**EXERCISE REQUIREMENTS**
Count the lines below that contain the string "small", and give only that count.

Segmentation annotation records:
══════
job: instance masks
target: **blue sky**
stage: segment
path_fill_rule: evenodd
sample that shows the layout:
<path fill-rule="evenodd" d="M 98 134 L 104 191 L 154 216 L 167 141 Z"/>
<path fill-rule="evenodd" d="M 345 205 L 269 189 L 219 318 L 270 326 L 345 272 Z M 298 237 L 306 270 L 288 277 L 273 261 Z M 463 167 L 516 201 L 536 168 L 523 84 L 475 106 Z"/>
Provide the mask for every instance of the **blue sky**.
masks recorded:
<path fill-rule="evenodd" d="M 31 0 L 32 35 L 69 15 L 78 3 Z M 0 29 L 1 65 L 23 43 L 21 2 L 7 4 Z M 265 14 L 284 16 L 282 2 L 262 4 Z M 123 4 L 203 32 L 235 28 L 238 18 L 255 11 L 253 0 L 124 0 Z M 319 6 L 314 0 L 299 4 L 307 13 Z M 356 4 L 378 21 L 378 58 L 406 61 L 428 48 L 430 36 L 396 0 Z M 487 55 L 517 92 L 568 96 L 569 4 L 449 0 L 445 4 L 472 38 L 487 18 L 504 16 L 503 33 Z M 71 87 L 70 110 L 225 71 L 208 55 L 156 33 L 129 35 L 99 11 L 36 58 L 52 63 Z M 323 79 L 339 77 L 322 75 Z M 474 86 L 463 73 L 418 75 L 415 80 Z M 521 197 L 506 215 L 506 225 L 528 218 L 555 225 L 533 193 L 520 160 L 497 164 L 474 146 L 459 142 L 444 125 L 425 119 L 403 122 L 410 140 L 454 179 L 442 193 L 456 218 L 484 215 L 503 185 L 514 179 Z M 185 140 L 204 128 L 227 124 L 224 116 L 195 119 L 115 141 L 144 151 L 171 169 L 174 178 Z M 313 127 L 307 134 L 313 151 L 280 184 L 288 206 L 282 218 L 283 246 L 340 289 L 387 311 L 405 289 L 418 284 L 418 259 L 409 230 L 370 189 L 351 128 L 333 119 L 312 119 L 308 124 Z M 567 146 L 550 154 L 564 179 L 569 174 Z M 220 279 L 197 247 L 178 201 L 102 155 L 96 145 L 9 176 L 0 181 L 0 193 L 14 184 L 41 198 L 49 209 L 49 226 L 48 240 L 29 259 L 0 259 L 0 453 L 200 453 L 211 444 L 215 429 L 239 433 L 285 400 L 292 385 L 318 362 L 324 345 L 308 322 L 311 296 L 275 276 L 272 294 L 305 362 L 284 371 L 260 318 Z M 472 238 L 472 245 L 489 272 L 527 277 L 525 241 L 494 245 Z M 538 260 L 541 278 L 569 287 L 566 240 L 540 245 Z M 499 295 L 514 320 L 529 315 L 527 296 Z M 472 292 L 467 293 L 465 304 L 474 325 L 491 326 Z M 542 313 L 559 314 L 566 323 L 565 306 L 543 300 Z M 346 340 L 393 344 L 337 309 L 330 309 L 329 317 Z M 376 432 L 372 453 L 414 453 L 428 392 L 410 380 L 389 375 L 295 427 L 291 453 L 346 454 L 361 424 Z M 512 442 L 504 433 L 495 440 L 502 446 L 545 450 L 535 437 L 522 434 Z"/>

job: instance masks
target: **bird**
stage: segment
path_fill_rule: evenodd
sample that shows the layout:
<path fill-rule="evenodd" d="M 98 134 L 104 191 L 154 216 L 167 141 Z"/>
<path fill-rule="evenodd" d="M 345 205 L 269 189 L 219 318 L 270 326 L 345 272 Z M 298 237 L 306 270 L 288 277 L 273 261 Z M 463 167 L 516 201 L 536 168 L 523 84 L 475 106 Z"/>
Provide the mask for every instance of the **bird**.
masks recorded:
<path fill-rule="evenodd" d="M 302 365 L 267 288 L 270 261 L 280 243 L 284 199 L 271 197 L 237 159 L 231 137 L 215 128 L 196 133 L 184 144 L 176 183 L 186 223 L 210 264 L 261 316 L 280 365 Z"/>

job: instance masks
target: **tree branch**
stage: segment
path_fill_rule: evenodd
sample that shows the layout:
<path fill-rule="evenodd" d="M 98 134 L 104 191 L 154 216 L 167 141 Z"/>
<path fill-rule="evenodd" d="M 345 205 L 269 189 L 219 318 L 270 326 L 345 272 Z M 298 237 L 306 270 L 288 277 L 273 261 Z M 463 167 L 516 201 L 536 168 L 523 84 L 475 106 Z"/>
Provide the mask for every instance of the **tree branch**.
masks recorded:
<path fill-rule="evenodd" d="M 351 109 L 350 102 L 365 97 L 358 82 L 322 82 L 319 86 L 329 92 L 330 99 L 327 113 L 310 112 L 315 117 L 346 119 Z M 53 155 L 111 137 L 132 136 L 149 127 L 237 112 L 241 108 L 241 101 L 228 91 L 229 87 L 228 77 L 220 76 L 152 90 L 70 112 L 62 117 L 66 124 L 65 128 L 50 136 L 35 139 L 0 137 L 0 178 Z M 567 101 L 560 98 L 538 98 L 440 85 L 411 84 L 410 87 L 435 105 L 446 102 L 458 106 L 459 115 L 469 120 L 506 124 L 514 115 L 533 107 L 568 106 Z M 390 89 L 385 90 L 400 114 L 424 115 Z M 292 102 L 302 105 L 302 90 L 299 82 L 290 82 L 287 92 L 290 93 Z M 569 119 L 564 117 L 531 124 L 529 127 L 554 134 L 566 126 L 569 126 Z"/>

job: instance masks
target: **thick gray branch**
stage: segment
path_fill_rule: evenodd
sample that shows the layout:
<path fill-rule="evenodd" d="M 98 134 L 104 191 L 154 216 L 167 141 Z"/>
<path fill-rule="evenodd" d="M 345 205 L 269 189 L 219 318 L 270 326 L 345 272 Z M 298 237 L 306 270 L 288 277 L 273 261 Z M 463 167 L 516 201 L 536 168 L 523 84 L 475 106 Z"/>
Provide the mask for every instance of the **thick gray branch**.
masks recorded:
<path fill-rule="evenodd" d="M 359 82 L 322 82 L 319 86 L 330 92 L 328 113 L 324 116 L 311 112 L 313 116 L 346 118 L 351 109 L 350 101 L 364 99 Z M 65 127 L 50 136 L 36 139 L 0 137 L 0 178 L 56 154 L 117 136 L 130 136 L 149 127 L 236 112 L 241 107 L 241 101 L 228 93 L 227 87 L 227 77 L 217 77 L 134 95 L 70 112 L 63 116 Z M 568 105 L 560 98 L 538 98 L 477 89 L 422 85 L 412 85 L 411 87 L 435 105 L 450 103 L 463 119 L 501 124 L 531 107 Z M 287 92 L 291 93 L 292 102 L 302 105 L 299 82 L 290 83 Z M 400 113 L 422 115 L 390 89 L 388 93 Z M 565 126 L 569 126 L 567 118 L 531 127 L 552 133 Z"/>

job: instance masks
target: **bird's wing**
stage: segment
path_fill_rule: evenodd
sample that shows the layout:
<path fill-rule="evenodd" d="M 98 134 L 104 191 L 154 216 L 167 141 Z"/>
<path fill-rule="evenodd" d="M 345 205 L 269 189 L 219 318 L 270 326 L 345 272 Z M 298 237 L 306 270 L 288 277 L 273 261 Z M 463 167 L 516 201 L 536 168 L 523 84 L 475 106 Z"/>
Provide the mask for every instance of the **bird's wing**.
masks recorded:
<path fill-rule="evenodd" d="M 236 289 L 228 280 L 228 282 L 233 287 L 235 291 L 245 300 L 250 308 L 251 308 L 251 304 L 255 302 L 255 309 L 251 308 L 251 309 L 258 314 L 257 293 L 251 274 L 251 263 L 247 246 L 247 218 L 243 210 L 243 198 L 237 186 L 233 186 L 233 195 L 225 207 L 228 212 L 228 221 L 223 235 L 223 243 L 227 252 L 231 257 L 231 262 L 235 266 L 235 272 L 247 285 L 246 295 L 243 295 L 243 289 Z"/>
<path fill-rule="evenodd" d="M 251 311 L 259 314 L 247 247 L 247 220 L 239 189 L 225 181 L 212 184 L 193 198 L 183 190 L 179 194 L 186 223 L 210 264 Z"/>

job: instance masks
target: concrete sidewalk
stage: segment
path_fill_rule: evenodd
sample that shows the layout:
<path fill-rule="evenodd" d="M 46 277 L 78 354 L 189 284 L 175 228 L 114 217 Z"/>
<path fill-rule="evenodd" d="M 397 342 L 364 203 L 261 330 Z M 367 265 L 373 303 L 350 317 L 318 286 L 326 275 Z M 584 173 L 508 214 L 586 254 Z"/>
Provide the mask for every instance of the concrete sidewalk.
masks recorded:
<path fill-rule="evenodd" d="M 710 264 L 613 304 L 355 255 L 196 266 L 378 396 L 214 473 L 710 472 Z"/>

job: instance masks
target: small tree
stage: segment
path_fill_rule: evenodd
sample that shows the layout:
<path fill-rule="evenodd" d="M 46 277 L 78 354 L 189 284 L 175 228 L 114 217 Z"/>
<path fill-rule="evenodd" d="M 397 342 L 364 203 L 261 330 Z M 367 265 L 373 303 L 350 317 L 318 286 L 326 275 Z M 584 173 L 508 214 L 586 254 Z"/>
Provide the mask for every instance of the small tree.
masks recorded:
══════
**OUTPUT FOR THIS EXERCISE**
2